Problem to work on: Go to the line that contains "111L179 103L162 100L165" and transcribe from there to the end of the entries, that line and the last one included.

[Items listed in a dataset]
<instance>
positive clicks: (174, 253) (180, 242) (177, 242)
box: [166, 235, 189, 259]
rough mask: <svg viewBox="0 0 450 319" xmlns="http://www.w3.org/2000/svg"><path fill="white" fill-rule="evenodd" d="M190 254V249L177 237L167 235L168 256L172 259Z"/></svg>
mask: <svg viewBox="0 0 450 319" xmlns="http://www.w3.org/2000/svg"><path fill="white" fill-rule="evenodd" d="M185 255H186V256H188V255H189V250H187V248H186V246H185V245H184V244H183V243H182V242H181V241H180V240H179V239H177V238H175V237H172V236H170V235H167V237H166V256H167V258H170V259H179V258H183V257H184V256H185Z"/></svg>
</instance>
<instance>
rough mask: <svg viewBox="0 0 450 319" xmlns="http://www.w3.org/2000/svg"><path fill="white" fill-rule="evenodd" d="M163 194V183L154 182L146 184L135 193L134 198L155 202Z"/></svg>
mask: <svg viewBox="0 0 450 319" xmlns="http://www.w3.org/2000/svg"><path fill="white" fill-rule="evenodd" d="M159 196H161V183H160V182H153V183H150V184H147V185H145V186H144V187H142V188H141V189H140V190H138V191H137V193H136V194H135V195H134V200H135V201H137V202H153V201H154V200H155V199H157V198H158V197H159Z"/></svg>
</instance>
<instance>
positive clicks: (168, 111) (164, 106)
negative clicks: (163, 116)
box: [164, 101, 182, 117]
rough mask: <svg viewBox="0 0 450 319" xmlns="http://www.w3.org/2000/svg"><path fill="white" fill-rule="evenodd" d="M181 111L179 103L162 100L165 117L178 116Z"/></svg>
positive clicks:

Answer for this exercise:
rough mask: <svg viewBox="0 0 450 319" xmlns="http://www.w3.org/2000/svg"><path fill="white" fill-rule="evenodd" d="M181 111L179 103L162 100L165 117L178 116Z"/></svg>
positive clicks:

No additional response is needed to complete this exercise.